Instructions to follow: Using the records below, output the stretch that opens with the line containing "Tag the drainpipe, one" and closes with the line containing "<point>299,72</point>", exactly and including both lines, with nothing more.

====== Entries supplied ======

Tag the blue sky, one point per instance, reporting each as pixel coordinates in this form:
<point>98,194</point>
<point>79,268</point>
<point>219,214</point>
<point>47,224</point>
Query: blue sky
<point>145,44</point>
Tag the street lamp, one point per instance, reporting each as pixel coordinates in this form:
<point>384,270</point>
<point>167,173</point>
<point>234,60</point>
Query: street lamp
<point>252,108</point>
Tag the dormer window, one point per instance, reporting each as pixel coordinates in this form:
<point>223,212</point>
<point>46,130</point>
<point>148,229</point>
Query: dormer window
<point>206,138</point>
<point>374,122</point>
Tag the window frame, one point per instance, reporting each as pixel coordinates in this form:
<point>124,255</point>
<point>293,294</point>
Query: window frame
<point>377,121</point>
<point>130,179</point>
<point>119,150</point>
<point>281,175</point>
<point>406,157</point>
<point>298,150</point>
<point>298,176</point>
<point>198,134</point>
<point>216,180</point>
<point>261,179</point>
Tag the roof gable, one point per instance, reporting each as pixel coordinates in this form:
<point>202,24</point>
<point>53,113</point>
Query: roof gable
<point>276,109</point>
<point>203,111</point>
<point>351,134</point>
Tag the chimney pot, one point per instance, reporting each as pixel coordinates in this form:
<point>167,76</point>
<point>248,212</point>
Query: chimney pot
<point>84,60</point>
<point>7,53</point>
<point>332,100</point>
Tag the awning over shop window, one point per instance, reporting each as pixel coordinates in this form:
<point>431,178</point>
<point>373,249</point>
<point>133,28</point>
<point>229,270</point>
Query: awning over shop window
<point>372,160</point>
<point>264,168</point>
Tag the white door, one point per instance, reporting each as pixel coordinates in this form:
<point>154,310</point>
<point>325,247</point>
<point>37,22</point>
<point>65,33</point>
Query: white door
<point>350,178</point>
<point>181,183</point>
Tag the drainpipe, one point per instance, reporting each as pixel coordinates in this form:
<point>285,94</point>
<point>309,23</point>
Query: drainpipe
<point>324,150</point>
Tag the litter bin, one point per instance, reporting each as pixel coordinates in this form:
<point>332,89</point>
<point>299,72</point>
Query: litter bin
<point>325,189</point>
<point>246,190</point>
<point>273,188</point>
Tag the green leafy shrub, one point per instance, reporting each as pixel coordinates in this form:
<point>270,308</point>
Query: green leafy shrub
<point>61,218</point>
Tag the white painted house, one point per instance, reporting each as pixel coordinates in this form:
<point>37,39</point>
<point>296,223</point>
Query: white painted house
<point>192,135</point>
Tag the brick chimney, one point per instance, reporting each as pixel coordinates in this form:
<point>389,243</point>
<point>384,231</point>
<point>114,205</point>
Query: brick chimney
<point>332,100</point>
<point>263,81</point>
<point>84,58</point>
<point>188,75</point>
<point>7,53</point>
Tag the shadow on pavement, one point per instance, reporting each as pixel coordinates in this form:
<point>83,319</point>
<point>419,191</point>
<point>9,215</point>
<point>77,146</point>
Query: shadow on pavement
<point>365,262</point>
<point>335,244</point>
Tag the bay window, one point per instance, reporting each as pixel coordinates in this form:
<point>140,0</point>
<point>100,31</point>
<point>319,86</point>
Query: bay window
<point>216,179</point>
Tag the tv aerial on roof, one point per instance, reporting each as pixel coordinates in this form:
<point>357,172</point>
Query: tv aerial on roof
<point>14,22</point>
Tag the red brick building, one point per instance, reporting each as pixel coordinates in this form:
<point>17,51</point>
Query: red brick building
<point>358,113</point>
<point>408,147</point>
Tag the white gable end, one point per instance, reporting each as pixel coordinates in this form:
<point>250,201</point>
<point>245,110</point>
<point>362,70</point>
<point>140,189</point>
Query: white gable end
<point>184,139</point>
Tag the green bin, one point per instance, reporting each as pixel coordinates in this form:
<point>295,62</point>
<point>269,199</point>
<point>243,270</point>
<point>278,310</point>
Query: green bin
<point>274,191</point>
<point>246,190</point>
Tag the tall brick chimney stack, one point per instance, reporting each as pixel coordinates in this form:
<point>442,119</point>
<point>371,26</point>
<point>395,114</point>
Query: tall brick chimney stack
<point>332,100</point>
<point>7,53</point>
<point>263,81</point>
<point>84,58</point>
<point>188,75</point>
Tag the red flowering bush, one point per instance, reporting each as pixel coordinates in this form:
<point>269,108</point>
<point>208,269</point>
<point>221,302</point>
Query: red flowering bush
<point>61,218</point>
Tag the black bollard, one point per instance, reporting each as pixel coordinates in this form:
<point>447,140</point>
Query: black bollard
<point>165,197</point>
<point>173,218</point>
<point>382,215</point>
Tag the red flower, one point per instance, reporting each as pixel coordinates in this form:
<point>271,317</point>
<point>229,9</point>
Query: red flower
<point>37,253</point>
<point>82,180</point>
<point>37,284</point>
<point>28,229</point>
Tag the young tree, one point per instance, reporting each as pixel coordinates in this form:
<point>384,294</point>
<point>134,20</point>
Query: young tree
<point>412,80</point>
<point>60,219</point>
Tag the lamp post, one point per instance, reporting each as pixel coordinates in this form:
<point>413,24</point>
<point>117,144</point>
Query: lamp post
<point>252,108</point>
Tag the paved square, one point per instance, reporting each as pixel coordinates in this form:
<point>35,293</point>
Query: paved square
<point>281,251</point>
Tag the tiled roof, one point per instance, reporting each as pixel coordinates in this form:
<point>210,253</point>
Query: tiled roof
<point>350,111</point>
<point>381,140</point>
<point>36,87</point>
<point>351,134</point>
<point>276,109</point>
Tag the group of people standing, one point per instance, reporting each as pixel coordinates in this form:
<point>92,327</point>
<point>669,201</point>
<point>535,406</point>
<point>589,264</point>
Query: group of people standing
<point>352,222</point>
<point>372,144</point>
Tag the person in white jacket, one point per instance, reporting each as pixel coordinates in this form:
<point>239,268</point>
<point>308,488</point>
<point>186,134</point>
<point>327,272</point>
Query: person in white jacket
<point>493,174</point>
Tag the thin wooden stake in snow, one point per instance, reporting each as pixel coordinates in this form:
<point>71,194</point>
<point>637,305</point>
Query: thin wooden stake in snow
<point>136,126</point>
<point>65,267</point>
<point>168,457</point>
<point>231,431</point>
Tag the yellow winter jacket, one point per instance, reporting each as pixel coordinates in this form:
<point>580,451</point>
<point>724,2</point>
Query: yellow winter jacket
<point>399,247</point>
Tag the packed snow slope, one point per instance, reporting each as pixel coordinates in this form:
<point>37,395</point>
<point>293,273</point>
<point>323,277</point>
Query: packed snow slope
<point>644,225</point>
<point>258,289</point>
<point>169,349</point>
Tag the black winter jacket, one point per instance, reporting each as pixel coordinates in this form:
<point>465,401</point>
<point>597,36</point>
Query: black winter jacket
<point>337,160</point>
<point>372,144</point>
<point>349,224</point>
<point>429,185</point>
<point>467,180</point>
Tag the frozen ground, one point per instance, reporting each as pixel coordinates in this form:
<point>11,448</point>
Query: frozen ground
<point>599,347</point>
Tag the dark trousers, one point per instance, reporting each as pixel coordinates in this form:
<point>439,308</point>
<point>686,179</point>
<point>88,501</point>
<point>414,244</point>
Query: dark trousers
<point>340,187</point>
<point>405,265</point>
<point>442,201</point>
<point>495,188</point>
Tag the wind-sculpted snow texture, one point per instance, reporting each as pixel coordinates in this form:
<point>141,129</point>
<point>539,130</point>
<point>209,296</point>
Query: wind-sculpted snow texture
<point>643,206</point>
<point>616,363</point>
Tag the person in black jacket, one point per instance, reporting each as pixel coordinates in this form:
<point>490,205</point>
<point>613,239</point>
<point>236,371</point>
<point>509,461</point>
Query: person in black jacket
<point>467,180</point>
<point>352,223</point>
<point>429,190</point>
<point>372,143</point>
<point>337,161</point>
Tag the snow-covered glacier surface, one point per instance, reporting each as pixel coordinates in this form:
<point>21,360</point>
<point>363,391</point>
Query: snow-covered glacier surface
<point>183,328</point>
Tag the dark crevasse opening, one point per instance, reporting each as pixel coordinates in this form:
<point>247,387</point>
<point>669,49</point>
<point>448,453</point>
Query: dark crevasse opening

======

Response area:
Tag the drainpipe, one point per instance, reporting each as pixel coordinates in this form:
<point>285,94</point>
<point>309,23</point>
Query: drainpipe
<point>324,150</point>
Tag the litter bin, one point per instance, reporting each as pixel coordinates in this form:
<point>332,89</point>
<point>299,72</point>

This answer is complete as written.